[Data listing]
# # # # # # #
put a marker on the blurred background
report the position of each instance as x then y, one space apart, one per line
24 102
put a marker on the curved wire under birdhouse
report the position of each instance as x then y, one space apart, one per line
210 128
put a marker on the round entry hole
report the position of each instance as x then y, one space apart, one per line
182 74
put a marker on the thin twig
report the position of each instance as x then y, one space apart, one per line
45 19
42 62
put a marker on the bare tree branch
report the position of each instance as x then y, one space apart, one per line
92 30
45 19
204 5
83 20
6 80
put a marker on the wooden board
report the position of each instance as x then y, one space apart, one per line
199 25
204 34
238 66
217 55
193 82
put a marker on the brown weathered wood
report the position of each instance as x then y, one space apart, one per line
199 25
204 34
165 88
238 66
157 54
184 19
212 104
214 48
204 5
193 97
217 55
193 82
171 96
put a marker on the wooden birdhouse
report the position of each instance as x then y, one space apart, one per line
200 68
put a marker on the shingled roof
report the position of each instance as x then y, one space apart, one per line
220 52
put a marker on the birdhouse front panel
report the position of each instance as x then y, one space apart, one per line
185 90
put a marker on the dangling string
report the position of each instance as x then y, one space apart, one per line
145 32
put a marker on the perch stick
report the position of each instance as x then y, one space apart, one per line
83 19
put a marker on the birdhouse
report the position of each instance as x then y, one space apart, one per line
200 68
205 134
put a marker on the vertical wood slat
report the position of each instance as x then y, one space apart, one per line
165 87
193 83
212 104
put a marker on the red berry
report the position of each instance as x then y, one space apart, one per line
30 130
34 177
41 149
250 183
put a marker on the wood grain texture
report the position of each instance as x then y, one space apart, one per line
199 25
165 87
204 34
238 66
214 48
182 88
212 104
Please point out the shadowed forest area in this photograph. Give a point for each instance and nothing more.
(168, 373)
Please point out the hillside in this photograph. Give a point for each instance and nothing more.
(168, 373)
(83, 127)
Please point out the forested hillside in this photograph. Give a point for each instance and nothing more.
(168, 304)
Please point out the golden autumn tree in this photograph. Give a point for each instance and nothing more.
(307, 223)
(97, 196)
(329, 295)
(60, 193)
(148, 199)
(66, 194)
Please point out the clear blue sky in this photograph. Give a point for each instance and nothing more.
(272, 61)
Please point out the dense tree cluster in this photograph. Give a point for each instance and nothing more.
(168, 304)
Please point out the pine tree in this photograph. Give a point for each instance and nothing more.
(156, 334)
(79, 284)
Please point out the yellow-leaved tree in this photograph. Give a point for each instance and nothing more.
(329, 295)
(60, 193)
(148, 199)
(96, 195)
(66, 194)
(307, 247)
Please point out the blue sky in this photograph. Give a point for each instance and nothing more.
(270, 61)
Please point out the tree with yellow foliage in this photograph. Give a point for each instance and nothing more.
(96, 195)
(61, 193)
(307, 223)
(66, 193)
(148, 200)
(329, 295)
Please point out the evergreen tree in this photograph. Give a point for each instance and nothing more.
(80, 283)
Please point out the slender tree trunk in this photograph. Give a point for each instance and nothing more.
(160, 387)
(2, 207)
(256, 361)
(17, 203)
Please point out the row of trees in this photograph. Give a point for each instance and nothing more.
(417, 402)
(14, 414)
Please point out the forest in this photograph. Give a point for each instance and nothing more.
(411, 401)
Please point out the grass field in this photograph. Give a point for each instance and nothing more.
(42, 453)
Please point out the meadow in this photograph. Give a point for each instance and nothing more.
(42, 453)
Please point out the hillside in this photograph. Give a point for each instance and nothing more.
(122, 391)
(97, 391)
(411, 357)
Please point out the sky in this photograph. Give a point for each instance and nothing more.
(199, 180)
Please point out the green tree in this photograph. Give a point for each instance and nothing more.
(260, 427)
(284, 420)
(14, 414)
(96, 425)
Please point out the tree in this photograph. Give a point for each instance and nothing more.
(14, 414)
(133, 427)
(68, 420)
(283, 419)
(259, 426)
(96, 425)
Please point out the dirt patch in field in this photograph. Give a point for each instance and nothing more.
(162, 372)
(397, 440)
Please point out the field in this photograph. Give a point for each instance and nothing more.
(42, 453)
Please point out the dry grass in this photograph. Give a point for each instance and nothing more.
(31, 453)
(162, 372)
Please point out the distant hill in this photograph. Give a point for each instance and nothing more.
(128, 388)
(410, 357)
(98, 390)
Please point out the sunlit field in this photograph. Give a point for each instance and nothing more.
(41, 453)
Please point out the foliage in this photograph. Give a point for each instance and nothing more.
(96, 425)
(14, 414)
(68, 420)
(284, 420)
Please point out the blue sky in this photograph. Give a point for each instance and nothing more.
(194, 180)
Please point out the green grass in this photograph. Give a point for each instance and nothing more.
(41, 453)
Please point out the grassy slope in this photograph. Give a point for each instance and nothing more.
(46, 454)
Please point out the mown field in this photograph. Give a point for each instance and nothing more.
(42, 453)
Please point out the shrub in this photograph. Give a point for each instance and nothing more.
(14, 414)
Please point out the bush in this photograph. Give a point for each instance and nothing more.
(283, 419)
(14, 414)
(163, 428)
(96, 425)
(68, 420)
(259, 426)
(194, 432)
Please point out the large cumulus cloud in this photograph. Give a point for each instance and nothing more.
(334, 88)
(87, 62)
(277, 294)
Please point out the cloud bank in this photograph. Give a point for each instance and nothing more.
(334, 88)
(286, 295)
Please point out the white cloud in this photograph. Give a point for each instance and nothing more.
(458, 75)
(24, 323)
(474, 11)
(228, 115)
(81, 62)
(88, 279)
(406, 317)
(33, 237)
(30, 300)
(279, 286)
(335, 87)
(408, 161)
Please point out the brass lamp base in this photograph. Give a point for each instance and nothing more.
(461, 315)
# # # # # # #
Set down every line of the data listing above verbatim, changing nothing.

put a marker on the blurred background
report the position of each instance as x then y, one space apart, one per line
24 102
put a marker on the curved wire under birdhouse
report the position of each instance as x then y, one space apart, one per line
210 128
put a marker on the round entry hole
report the position of each instance as x then y, one space apart, one per line
182 74
put a marker on the thin twig
report the position of each instance as x then y, one space apart, one per line
45 19
42 62
put a marker on the bare tree branch
report the position of each instance as x then y, one space apart, one per line
92 30
45 19
204 5
83 20
6 80
put a marker on the wooden board
report the position of each instance as x then y, one space apart, one per line
199 25
204 34
238 66
217 55
193 82
put a marker on the brown weathered wood
report the position of each instance as x then y, one space apart, one per line
199 25
204 34
165 88
238 66
157 54
184 19
212 104
214 48
204 5
193 97
217 55
193 82
171 96
put a marker on the wooden birdhouse
report the position of each instance as x then y, one space apart, one per line
200 68
put a marker on the shingled roof
report the position of each instance as x then y, one space apart, one per line
220 52
put a marker on the birdhouse front panel
report the position of each instance as x then y, one space apart, one per line
185 90
put a marker on the dangling string
report the position of each instance as x then y, one space apart, one per line
145 32
put a marker on the perch stick
report the position of each instance as x then y, one space apart, one per line
83 19
put a marker on the birdhouse
report the position of each instance as x then y, one space apart, one per line
200 68
205 134
put a marker on the vertical wood slat
report the position of each instance as x then y, one space apart, one per line
165 87
193 83
212 104
put a marker on the red berry
report the position of each instance as x then y, one space apart, one per line
30 130
34 177
41 149
250 183
put a marker on the wood grain texture
report the position of each instance as x then y, one space apart, one per line
199 25
165 87
204 34
238 66
214 48
182 88
212 104
Please point out the shadowed forest area in this photograph. Give a point for each instance and nothing more.
(168, 373)
Please point out the hillside in this photograph. Give a point for each instance and nothing more.
(168, 373)
(83, 127)
Please point out the forested hillside in this photograph. Give a point for each instance and nothing more.
(168, 304)
Please point out the golden autumn tree in this photograph. Give a point for each instance and nothing more.
(307, 223)
(97, 196)
(329, 295)
(60, 193)
(148, 199)
(66, 194)
Please point out the clear blue sky in this photograph. Give a point for each instance and nothing more.
(272, 61)
Please point out the dense tree cluster in this photograph. Give a point for each instance and nothing more.
(168, 304)
Please point out the pine tree in this photograph. Give a point for each instance and nothing more.
(156, 334)
(79, 284)
Please point out the yellow-leaved tree in this photograph. Give a point for each instance and nothing more.
(329, 295)
(60, 193)
(148, 199)
(96, 195)
(66, 194)
(307, 247)
Please point out the blue sky in this photograph. Give a point for each instance and nothing more.
(270, 61)
Please point out the tree with yellow foliage in this photograph. Give a point for each instance and nothing more.
(96, 195)
(61, 193)
(307, 223)
(66, 193)
(148, 200)
(329, 295)
Please point out the evergreen tree in this photograph. Give a point for each instance and nothing more.
(80, 283)
Please point out the slender tree trunk in this photograph. Give a point for each instance and nothing more.
(160, 387)
(2, 207)
(256, 361)
(17, 203)
Please point out the row of trees in this photograph. Give a point for each instance and nothing more.
(417, 402)
(14, 414)
Please point out the forest in this photograph. Give a point for each instance and nothing more.
(411, 401)
Please point out the grass field in this photograph. Give a point for each instance and nothing more.
(42, 453)
Please point out the meadow in this photograph. Give a point for each instance and nothing more.
(42, 453)
Please point out the hillside in this photograph. Give a point for each instance and nothing more.
(122, 391)
(97, 391)
(411, 357)
Please point out the sky in this photograph. Give a point for each instance and nothing more.
(199, 180)
Please point out the green tree in this photograph. Give a point for each instance and nothing more.
(260, 427)
(284, 420)
(14, 414)
(96, 425)
Please point out the tree in this photograph. Give a point for each instance and nothing more.
(14, 414)
(133, 427)
(68, 420)
(283, 419)
(259, 426)
(96, 425)
Please point out the dirt patch in field in this photograph. Give a point for each instance and nothing more.
(162, 372)
(397, 440)
Please point out the field in this photograph. Give a point for each instance and nothing more.
(42, 453)
Please point out the dry grass in this photograph. Give a point for each instance and nothing more.
(31, 453)
(162, 372)
Please point out the distant hill in this photograph. Give a point for each instance and nothing more.
(128, 388)
(410, 357)
(98, 390)
Please point out the sunlit field in this photograph. Give a point for each instance and nothing more.
(41, 453)
Please point out the foliage in this photograph. Give a point for each instance and nothing more.
(96, 425)
(14, 414)
(68, 420)
(284, 420)
Please point out the blue sky in this photograph. Give a point for each instance and nothing more.
(194, 180)
Please point out the green grass in this photograph. Give a point for each instance and nothing more.
(41, 453)
Please point out the grassy slope in this photograph. Give a point for each instance and nothing more.
(46, 454)
Please point out the mown field in this photograph. Give a point for each instance and nothing more.
(42, 453)
Please point out the shrub in this photograph. Give a point for each instance and nothing more.
(14, 414)
Please point out the bush in this photograph. Give a point for each instance and nothing more.
(283, 419)
(14, 414)
(163, 428)
(96, 425)
(68, 420)
(259, 426)
(194, 432)
Please point out the large cumulus cloud in this photograph. Give a point for each instance and nothing more.
(334, 88)
(87, 62)
(277, 294)
Please point out the cloud bank in this photograph. Give a point for each instance and nothing more.
(334, 88)
(286, 295)
Please point out the white cloud in this photograph. Give a point for each instance and nothing more.
(458, 75)
(24, 323)
(474, 11)
(228, 115)
(81, 62)
(88, 279)
(406, 317)
(33, 237)
(30, 300)
(279, 286)
(335, 87)
(408, 161)
Please point out the brass lamp base in this photograph. Give a point for each instance and nothing more.
(461, 315)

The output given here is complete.